**Stated goal**
Repeat every line below exactly, word for word.

**Listing**
---*---

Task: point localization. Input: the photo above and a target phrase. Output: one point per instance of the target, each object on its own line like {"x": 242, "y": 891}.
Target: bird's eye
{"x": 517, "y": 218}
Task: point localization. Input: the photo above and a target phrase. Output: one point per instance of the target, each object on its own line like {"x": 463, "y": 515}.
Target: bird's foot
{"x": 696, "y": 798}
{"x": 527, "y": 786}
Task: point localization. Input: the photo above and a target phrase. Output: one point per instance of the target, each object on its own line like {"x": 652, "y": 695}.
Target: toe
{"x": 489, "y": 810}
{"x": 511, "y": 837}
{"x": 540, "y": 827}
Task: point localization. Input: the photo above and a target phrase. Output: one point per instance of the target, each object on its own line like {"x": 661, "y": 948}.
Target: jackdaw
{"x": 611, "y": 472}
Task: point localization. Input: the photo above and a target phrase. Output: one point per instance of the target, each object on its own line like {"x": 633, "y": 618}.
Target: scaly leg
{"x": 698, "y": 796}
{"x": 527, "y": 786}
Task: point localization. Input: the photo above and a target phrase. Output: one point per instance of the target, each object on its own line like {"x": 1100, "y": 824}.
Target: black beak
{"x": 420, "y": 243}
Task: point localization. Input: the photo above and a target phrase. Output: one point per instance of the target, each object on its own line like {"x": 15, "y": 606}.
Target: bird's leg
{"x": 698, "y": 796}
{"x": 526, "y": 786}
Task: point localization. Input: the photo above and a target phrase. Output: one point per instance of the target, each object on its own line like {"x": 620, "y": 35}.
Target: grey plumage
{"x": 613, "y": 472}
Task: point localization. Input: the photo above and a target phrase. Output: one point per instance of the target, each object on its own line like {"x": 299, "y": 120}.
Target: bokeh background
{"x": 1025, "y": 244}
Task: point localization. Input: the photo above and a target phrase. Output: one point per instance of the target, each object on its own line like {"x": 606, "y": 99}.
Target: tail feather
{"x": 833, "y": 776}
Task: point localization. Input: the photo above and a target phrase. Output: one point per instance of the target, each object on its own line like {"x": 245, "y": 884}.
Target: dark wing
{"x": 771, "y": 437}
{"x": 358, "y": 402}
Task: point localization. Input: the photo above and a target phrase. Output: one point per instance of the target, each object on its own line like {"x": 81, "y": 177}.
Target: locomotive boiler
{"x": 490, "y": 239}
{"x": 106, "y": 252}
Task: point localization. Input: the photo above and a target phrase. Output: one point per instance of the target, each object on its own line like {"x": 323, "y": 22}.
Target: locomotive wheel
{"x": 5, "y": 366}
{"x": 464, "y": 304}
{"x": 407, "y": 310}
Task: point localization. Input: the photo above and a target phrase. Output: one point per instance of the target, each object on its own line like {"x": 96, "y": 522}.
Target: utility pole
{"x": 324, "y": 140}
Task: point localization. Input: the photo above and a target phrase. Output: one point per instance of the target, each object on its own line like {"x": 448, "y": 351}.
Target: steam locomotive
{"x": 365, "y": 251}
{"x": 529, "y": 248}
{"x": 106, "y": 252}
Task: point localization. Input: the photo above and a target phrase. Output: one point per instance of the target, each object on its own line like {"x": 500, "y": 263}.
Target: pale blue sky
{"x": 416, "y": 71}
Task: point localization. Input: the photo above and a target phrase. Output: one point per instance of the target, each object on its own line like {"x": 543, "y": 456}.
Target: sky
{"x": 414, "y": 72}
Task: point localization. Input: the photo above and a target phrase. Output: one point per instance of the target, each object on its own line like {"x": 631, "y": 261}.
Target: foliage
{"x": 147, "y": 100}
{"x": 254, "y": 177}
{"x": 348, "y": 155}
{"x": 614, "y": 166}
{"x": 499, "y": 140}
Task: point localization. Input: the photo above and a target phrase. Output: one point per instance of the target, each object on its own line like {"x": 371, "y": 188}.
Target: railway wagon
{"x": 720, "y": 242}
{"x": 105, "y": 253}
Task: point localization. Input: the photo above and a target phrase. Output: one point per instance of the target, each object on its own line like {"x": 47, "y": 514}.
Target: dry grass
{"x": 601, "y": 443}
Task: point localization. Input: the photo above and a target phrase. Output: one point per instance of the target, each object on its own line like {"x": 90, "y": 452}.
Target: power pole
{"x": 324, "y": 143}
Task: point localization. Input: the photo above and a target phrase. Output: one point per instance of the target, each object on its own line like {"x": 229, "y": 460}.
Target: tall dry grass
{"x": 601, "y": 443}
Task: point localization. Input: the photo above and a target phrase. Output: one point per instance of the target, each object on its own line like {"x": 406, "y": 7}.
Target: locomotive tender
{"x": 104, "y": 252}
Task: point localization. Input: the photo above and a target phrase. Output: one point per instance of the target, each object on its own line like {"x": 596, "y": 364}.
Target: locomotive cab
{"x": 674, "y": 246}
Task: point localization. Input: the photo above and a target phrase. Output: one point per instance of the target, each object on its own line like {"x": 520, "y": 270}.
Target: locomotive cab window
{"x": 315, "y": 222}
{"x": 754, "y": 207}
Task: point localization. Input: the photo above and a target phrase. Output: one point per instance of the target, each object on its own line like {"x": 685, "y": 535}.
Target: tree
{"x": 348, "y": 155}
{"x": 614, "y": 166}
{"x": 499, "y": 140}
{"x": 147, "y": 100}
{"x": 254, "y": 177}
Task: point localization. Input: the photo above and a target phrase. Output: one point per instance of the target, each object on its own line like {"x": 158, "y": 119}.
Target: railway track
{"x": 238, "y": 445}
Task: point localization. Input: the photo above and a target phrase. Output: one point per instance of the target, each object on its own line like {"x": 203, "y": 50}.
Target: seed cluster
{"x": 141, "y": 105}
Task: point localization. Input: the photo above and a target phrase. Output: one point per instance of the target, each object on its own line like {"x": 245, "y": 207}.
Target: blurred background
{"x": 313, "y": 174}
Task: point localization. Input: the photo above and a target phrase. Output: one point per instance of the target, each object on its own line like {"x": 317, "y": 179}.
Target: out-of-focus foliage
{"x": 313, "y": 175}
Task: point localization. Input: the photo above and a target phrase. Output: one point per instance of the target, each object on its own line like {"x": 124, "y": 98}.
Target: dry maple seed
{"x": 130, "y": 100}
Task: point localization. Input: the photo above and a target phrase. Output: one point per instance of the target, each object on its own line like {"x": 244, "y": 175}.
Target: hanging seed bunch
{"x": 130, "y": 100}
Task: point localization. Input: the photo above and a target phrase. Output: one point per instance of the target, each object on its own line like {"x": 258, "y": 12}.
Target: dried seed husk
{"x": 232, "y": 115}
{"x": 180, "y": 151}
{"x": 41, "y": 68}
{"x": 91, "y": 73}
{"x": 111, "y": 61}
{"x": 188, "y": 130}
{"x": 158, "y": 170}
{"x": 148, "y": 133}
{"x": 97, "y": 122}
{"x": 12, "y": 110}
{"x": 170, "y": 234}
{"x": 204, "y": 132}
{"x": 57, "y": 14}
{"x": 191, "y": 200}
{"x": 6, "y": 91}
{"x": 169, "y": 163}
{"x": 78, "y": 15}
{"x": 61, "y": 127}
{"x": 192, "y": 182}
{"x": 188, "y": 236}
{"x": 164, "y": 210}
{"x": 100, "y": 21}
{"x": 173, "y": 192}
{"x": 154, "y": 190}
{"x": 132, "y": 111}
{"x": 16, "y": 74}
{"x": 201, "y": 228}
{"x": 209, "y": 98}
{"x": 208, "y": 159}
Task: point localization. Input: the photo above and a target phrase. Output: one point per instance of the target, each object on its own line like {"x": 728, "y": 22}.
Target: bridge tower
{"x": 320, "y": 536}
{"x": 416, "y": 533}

---*---

**Task solution**
Task: point localization. Input: the photo above and a target phrase. Output: one point per instance of the target, each object on its own line like {"x": 242, "y": 891}.
Target: bird's eye
{"x": 517, "y": 218}
Task: point localization. Input: the photo above and a target phrase. Output: one point per instance of the target, each object on its own line like {"x": 463, "y": 515}.
Target: bird's foot
{"x": 696, "y": 798}
{"x": 527, "y": 786}
Task: point localization. Input: the photo above and a target phrase. Output: one point per instance of the target, each object on its own line like {"x": 652, "y": 695}.
Target: toe
{"x": 489, "y": 810}
{"x": 511, "y": 837}
{"x": 540, "y": 827}
Task: point localization. Input: the photo above and a target phrase. Output: one point per instance of the target, each object on its own line like {"x": 661, "y": 948}.
Target: jackdaw
{"x": 611, "y": 472}
Task: point localization. Input: the photo above and a target phrase. Output: one point per instance of the target, each object on its own line like {"x": 633, "y": 618}.
Target: scaly leg
{"x": 698, "y": 796}
{"x": 527, "y": 786}
Task: point localization. Input: the photo above and a target phrase. Output: one point per instance of the target, each object on its own line like {"x": 1100, "y": 824}.
Target: black beak
{"x": 420, "y": 243}
Task: point localization. Input: the photo above and a target phrase. Output: one point per instance of the target, each object on its own line like {"x": 15, "y": 606}.
Target: bird's leg
{"x": 698, "y": 796}
{"x": 526, "y": 786}
Task: point localization. Input: the photo above and a target phrase. Output: one point per instance of the target, each object on its own line like {"x": 620, "y": 35}.
Target: grey plumage
{"x": 613, "y": 472}
Task: point localization. Input: the photo above and a target phrase. Output: one point per instance of the target, each object on its own line like {"x": 299, "y": 120}.
Target: bokeh background
{"x": 1025, "y": 244}
Task: point localization. Input: the photo above and a target phrase. Output: one point per instance of the target, each object on its own line like {"x": 606, "y": 99}.
Target: tail feather
{"x": 833, "y": 776}
Task: point localization. Input: the photo above and a target phrase. Output: one point per instance of the target, each object on its own line like {"x": 245, "y": 884}.
Target: dark wing
{"x": 771, "y": 437}
{"x": 358, "y": 402}
Task: point localization. Input: the photo above and a target phrase. Output: one point per instance of the target, each object on its own line like {"x": 81, "y": 177}.
Target: locomotive boiler
{"x": 490, "y": 239}
{"x": 106, "y": 252}
Task: point localization. Input: the photo above and a target phrase. Output: one point per instance of the target, each object on its own line like {"x": 323, "y": 22}.
Target: locomotive wheel
{"x": 5, "y": 366}
{"x": 464, "y": 304}
{"x": 407, "y": 310}
Task: point localization. Input: the photo above and a target phrase. Output: one point per instance of the target, each object on its own line like {"x": 96, "y": 522}.
Target: utility pole
{"x": 324, "y": 140}
Task: point localization. Input: the photo above and a target phrase. Output: one point per instance of the target, each object on its own line like {"x": 448, "y": 351}.
Target: steam locomotive
{"x": 365, "y": 251}
{"x": 529, "y": 248}
{"x": 106, "y": 252}
Task: point localization. Input: the photo above and a target phrase. Output: one point per instance of the target, each object on its own line like {"x": 500, "y": 263}.
Target: pale blue sky
{"x": 416, "y": 71}
Task: point localization. Input: the photo above and a target phrase. Output: one point per instance of the target, each object on its own line like {"x": 543, "y": 456}.
Target: sky
{"x": 414, "y": 72}
Task: point localization. Input: the photo above and a target phrase. Output: one point per instance of the target, each object on its own line like {"x": 631, "y": 261}.
Target: foliage
{"x": 147, "y": 100}
{"x": 254, "y": 177}
{"x": 348, "y": 155}
{"x": 614, "y": 166}
{"x": 499, "y": 140}
Task: point localization. Input: the photo above and a target phrase. Output: one point per instance of the target, each object on its own line like {"x": 371, "y": 188}.
Target: railway wagon
{"x": 720, "y": 242}
{"x": 105, "y": 253}
Task: point localization. Input: the photo above and a target phrase. Output: one point per instance of the target, each object on its own line like {"x": 47, "y": 514}.
Target: dry grass
{"x": 601, "y": 443}
Task: point localization. Input: the photo above and a target phrase. Output: one point per instance of the target, each object on its own line like {"x": 90, "y": 452}.
Target: power pole
{"x": 324, "y": 143}
Task: point localization. Input: the photo above and a target phrase. Output: one point per instance of the target, each object on its own line like {"x": 229, "y": 460}.
Target: tall dry grass
{"x": 601, "y": 443}
Task: point localization. Input: the photo above and a target phrase. Output: one point per instance of the target, each object on its own line like {"x": 406, "y": 7}.
Target: locomotive tender
{"x": 104, "y": 252}
Task: point localization. Input: the photo above and a target phrase. Output: one point per instance of the target, each object on its own line like {"x": 596, "y": 364}.
Target: locomotive cab
{"x": 674, "y": 246}
Task: point localization. Input: the photo above and a target phrase. Output: one point per instance of the target, each object on its own line like {"x": 520, "y": 270}.
Target: locomotive cab window
{"x": 315, "y": 222}
{"x": 754, "y": 207}
Task: point localization. Input: the photo above and a target phrase. Output: one point per instance of the target, each object on its own line like {"x": 685, "y": 535}.
Target: tree
{"x": 348, "y": 155}
{"x": 614, "y": 166}
{"x": 499, "y": 140}
{"x": 147, "y": 100}
{"x": 254, "y": 177}
Task: point localization. Input: the photo above and a target phrase. Output: one point per instance of the target, each object on its own line like {"x": 158, "y": 119}.
Target: railway track
{"x": 238, "y": 445}
Task: point localization. Input: the photo above and a target phrase. Output: one point per instance of the target, each object on its own line like {"x": 203, "y": 50}.
Target: seed cluster
{"x": 141, "y": 105}
Task: point localization. Input: the photo above and a target phrase. Output: one point per instance of the target, each object on its own line like {"x": 245, "y": 207}.
Target: blurred background
{"x": 313, "y": 174}
Task: point localization. Input: the photo above and a target phrase. Output: one point per instance of the target, each object on its own line like {"x": 317, "y": 179}.
Target: out-of-focus foliage
{"x": 313, "y": 175}
Task: point localization. Input: the photo above and a target phrase. Output: one point per instance of the target, each object on its own line like {"x": 124, "y": 98}.
Target: dry maple seed
{"x": 130, "y": 100}
Task: point localization. Input: the photo above and a target phrase. Output: one point per instance of the target, each object on its own line like {"x": 244, "y": 175}.
Target: hanging seed bunch
{"x": 130, "y": 100}
Task: point localization. Input: the photo above and a target phrase. Output: one point per instance of the target, each object on its own line like {"x": 258, "y": 12}.
Target: dried seed husk
{"x": 232, "y": 115}
{"x": 180, "y": 151}
{"x": 41, "y": 68}
{"x": 91, "y": 73}
{"x": 111, "y": 61}
{"x": 188, "y": 130}
{"x": 158, "y": 170}
{"x": 148, "y": 133}
{"x": 97, "y": 122}
{"x": 12, "y": 110}
{"x": 170, "y": 234}
{"x": 204, "y": 132}
{"x": 57, "y": 14}
{"x": 191, "y": 200}
{"x": 6, "y": 91}
{"x": 169, "y": 163}
{"x": 78, "y": 15}
{"x": 61, "y": 127}
{"x": 192, "y": 182}
{"x": 188, "y": 236}
{"x": 164, "y": 210}
{"x": 100, "y": 21}
{"x": 173, "y": 192}
{"x": 154, "y": 190}
{"x": 132, "y": 111}
{"x": 16, "y": 74}
{"x": 201, "y": 228}
{"x": 209, "y": 98}
{"x": 208, "y": 159}
Task: point localization. Input: the photo above and a target phrase. Output: one point per instance of the target, each object on its own line like {"x": 728, "y": 22}.
Target: bridge tower
{"x": 320, "y": 536}
{"x": 416, "y": 533}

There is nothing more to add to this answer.